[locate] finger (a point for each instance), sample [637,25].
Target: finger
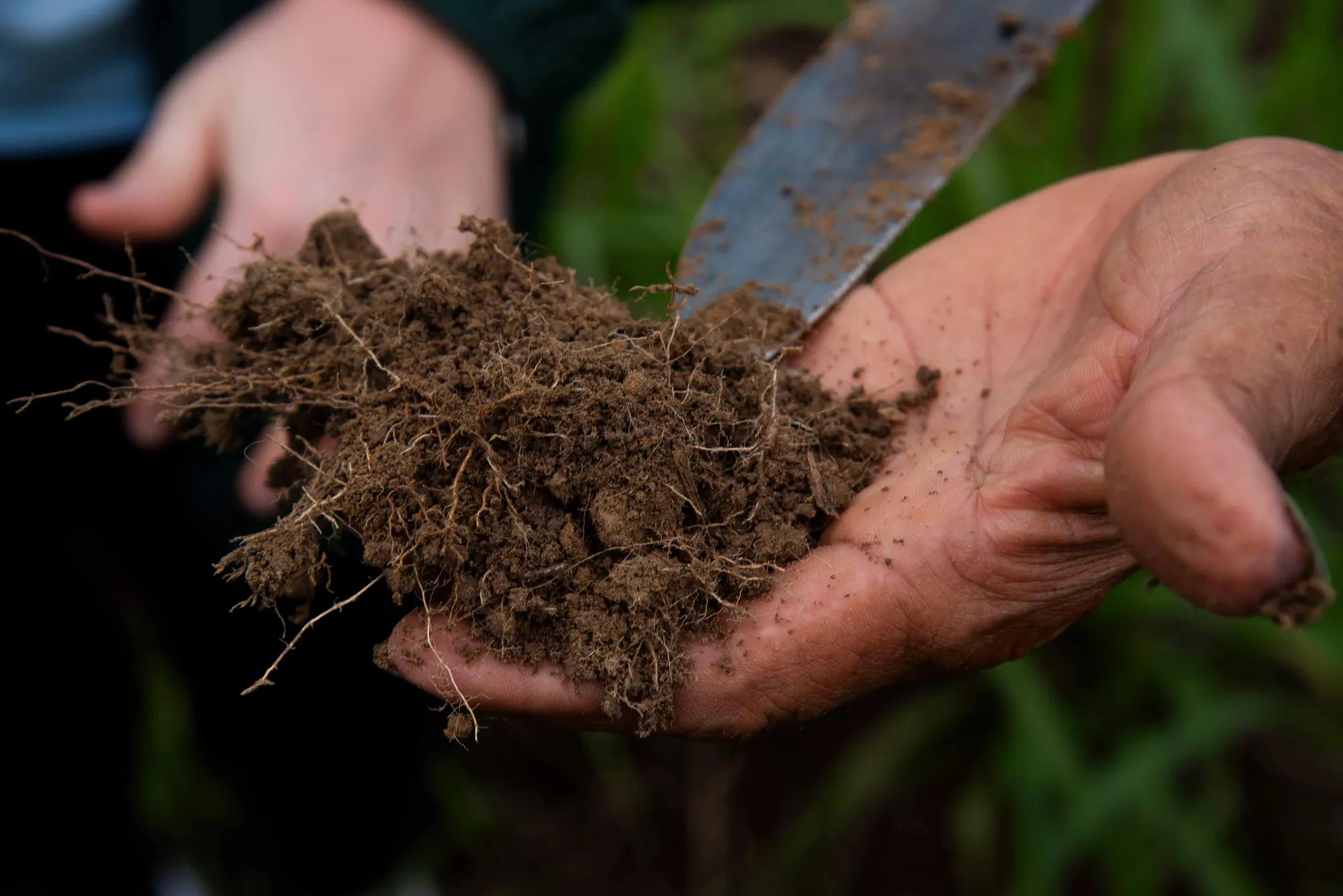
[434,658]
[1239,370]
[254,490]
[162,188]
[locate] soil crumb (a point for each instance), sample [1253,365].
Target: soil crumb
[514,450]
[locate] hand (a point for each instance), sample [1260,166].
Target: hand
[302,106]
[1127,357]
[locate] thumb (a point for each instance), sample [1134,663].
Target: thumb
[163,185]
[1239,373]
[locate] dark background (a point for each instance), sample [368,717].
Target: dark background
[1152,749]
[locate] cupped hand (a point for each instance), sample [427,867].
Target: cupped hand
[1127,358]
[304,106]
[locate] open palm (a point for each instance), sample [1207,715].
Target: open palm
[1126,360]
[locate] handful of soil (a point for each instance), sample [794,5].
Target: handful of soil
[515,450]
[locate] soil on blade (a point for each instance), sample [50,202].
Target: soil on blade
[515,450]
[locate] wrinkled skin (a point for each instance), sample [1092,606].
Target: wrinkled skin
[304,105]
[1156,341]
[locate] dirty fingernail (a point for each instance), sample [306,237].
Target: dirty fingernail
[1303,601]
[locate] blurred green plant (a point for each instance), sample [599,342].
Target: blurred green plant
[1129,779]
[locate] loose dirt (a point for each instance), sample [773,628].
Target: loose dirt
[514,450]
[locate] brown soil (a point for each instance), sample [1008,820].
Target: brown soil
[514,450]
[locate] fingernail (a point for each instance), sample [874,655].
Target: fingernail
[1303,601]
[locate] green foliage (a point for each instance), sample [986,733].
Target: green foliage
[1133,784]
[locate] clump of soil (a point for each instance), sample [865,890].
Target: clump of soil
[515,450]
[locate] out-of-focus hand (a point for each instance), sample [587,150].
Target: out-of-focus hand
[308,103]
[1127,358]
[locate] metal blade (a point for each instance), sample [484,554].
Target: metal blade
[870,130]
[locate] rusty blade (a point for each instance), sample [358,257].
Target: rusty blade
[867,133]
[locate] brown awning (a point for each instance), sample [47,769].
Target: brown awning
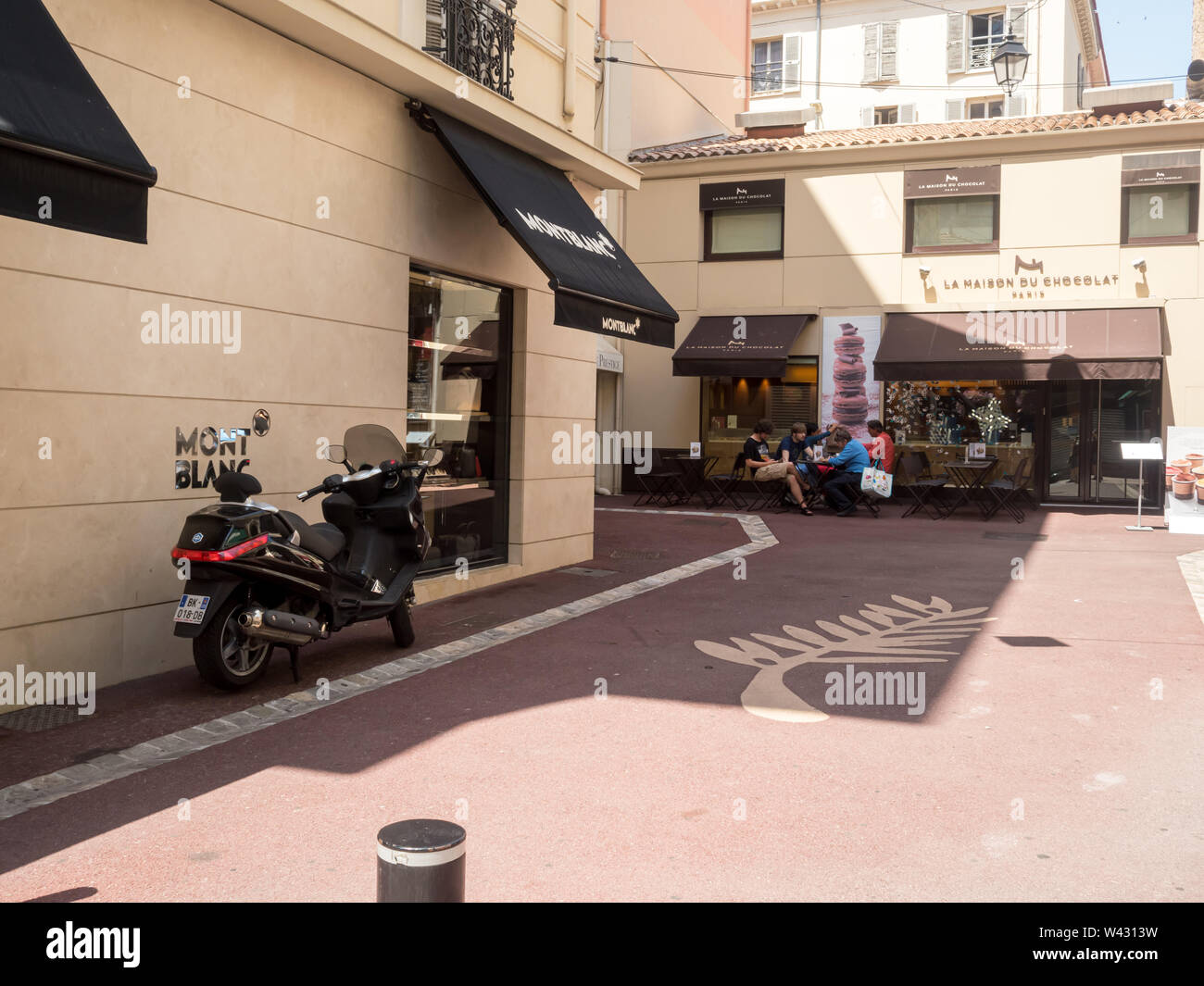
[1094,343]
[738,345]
■ ■ ■
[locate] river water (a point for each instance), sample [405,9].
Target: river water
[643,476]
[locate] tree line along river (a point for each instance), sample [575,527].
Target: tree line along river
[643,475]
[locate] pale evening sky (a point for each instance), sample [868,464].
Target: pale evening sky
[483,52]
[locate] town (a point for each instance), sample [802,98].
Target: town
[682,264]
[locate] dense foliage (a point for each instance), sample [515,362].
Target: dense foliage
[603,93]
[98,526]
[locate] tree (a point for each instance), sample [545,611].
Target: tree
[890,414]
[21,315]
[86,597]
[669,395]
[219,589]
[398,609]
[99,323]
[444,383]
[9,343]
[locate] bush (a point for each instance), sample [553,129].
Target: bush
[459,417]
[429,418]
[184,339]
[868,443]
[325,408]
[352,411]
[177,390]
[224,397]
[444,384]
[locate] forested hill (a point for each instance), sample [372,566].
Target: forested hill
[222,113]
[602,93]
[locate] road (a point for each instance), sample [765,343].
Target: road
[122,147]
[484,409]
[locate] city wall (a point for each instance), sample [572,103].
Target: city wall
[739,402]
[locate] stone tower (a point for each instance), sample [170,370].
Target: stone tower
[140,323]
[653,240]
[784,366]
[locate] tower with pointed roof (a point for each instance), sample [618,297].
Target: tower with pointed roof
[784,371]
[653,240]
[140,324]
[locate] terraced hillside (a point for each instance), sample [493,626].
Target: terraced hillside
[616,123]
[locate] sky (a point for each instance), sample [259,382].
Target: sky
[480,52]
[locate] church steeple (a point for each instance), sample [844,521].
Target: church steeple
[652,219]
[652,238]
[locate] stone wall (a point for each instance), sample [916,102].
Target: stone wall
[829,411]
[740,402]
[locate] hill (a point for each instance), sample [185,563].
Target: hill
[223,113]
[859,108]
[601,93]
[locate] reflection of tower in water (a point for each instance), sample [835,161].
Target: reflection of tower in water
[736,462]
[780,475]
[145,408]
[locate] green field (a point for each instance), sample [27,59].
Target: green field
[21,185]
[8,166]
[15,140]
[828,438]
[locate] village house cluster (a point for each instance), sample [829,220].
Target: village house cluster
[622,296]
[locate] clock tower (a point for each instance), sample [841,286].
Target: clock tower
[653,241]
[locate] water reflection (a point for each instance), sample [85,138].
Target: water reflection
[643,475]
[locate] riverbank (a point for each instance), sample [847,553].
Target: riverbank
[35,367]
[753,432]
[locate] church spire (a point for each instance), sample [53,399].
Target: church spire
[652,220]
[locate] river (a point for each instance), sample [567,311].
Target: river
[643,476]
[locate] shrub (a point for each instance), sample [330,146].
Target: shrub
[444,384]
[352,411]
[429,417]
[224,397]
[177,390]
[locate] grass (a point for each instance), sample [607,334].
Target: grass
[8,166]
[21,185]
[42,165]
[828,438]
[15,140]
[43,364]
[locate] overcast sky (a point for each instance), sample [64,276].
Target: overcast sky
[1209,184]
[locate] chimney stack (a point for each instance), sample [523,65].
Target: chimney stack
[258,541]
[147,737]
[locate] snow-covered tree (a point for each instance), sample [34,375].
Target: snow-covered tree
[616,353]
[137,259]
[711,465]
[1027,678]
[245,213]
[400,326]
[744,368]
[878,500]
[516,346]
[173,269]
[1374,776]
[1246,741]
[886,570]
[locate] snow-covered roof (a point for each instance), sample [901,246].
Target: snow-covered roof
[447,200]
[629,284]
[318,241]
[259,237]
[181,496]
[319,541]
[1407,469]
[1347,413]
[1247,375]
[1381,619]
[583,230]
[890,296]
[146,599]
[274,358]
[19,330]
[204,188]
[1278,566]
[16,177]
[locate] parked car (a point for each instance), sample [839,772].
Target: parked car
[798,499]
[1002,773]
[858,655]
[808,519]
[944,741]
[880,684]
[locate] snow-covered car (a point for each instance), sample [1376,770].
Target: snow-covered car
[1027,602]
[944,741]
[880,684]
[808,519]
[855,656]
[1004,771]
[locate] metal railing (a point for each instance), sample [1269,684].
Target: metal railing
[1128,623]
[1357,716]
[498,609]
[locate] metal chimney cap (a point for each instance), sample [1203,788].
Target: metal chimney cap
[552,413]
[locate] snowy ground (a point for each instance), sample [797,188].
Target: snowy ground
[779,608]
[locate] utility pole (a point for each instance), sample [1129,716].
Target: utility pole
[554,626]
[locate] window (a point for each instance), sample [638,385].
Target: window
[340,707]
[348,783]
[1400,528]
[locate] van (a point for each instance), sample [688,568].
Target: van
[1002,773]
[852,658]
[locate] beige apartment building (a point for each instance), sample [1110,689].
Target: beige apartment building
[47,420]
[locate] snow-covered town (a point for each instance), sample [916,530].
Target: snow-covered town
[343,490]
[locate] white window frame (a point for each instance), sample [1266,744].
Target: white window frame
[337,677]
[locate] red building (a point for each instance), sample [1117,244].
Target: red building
■ ■ ■
Exercise goal:
Copy the data verbatim from the line containing "[locate] metal railing" up to and including the line containing "Target: red building", and output nothing else.

Task response:
[locate] metal railing (a point for each instance), sample [1269,684].
Target: metal railing
[1128,623]
[1357,716]
[498,609]
[locate] metal chimney cap (a point for each instance), sample [1203,788].
Target: metal chimney cap
[552,413]
[locate] snowy ground (a point for each instance), sample [797,188].
Target: snowy ground
[779,608]
[locate] utility pole (a point for each instance), sample [1129,716].
Target: utility pole
[554,626]
[locate] window (a point for each instance), sample [638,385].
Target: window
[340,707]
[348,783]
[1400,528]
[locate] van (a point for each instance), sample [688,568].
Target: van
[1002,773]
[852,658]
[locate] beige apartment building (a point for each instance), sample [1110,689].
Target: beige apartment building
[47,420]
[locate] snow-covered town (a point for each instance), sample [916,530].
Target: snow-covered town
[343,490]
[locate] white window frame (a point for each instance), sample [1266,744].
Target: white window frame
[337,677]
[locate] red building (a point for each instance), sample [1117,244].
Target: red building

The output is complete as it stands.